Preface

In development, sometimes it really helps to really put to test a solution to find out what the best solutions are. For example, I followed a poster on VK(russian facebook), they posted Linux ISO frequently, and I’d come on by occasionally and download interesting new ones. Everytime I’d come back to the page they’d have new Linux ISOs for me to consider downloading. The page itself has a lot of fluff that I don’t need, all I needed was The Linux ISOs name, its proported features, and the picture used for the ISO.

Goals

  1. Get rid off all the fluff from the page that don’t contribute to my task of figuring out which ISOs to download
  2. Create a list of download links that I can feed into a download manager
  3. Create a list of ISOs I’ve already downloaded, this is neccessary because I don’t want to download an ISO again if I’ve already downloaded it once

To solve this I could write a web scrapper in node.js but that seems pretty excessive for a task I’m only doing maybe twice a month. Alternatively, websites are starting to REALLY crack down on bots and I don’t want to have to deal with their anti-bot measures for such a simple task.

So to make this as simple as possible, a tampermonkey script would be the easiest.

The first implementation

To start out with, I moved to solve the basic issues first.

The first implementation, worked as such

  1. The user would scroll the page a certain amount (The page itself was infinite scroll, so I need to load as much data in as neccessary)
  2. The user would initiate the scrapper, this was implement as hovering button in the lower right of the page
  3. The script then pulls all data from every post into a simple UI which was basically just a list
  4. The user is able click on these newly formed posts
  5. Once the user is satisfied with the amount of posts they’ve marked, they can press a new button I made, called “copy download urls” and it will push the list of download urls to the users clipboard for a download manager
  6. The script takes note of the post name, and saves it to a local DB so that the next time this script runs, it marks posts as “downloaded” so the user knows not to redownload those.
------------------------------------------------------------
• [Task instructions]:
a) In the scraper write-up, swap "tampermonkey script" for "browser extension" and give everything from "1. Get rid off" down to "basic issues first." again.
b) Translate this sentence from the scraper write-up into French: "So to make this as simple as possible, a tampermonkey script would be the easiest."
The items are not needed.
------------------------------------------------------------
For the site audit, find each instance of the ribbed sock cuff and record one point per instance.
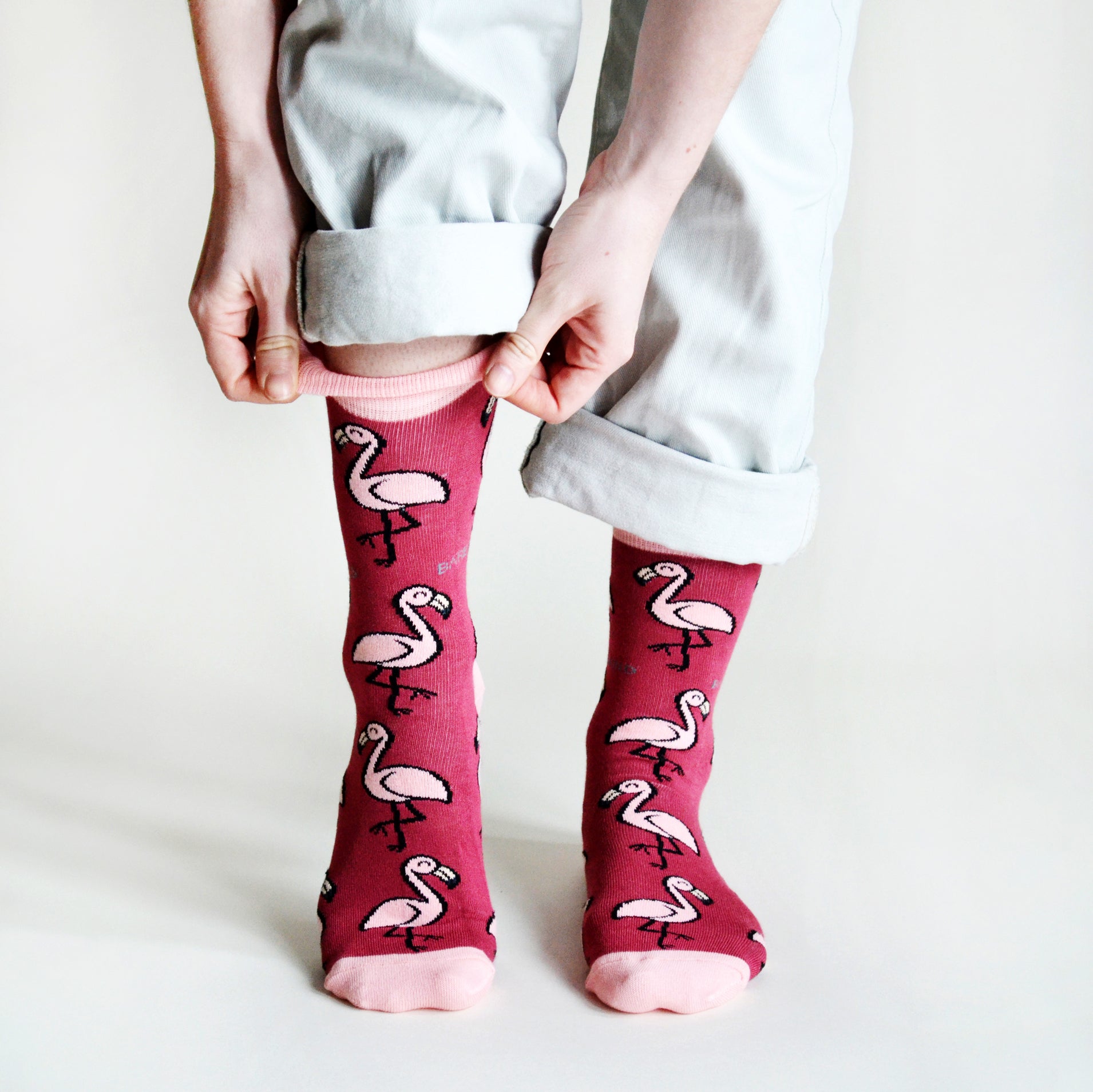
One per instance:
(393, 398)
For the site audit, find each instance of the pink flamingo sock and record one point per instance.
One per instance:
(663, 930)
(405, 908)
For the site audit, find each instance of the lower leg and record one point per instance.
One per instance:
(672, 937)
(401, 358)
(409, 442)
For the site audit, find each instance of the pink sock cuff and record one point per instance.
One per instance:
(632, 540)
(393, 398)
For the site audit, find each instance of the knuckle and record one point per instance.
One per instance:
(276, 343)
(522, 346)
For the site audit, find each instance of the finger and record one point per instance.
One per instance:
(277, 350)
(517, 354)
(557, 400)
(222, 315)
(231, 364)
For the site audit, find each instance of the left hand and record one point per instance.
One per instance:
(595, 272)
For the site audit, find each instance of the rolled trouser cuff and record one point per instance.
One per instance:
(382, 284)
(667, 497)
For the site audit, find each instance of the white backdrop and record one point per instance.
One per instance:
(902, 791)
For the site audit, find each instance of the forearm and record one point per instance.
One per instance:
(691, 57)
(236, 44)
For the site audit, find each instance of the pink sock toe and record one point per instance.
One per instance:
(682, 982)
(450, 979)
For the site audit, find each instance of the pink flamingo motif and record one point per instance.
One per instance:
(660, 916)
(669, 831)
(398, 785)
(396, 491)
(692, 617)
(396, 652)
(411, 914)
(664, 736)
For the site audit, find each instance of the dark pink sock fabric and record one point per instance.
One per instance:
(652, 883)
(407, 872)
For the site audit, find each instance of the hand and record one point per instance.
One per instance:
(595, 272)
(248, 265)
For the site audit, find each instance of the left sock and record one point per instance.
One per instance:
(663, 930)
(407, 920)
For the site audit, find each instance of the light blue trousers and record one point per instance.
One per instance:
(425, 133)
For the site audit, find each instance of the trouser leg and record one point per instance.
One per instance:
(699, 443)
(425, 133)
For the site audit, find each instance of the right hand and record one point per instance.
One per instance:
(247, 266)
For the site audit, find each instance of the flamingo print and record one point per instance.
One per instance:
(396, 652)
(669, 831)
(409, 915)
(692, 617)
(660, 916)
(396, 491)
(398, 785)
(664, 736)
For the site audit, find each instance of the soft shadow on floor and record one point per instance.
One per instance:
(544, 877)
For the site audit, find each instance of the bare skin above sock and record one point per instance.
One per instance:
(663, 930)
(405, 908)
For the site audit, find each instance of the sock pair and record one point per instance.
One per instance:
(406, 912)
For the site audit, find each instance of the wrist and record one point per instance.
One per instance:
(245, 157)
(656, 171)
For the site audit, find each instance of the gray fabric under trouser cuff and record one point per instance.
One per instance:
(381, 284)
(669, 498)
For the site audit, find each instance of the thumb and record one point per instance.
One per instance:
(277, 350)
(518, 352)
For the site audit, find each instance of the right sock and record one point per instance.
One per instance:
(663, 930)
(405, 908)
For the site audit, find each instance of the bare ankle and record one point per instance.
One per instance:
(405, 358)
------------------------------------------------------------
• [Per-task answers]:
a)
1. Get rid off all the fluff from the page that don’t contribute to my task of figuring out which ISOs to download
  2. Create a list of download links that I can feed into a download manager
  3. Create a list of ISOs I’ve already downloaded, this is neccessary because I don’t want to download an ISO again if I’ve already downloaded it once

To solve this I could write a web scrapper in node.js but that seems pretty excessive for a task I’m only doing maybe twice a month. Alternatively, websites are starting to REALLY crack down on bots and I don’t want to have to deal with their anti-bot measures for such a simple task.

So to make this as simple as possible, a browser extension would be the easiest.

The first implementation

To start out with, I moved to solve the basic issues first.

b) Ainsi, pour rendre cela aussi simple que possible, un script Tampermonkey serait le plus facile.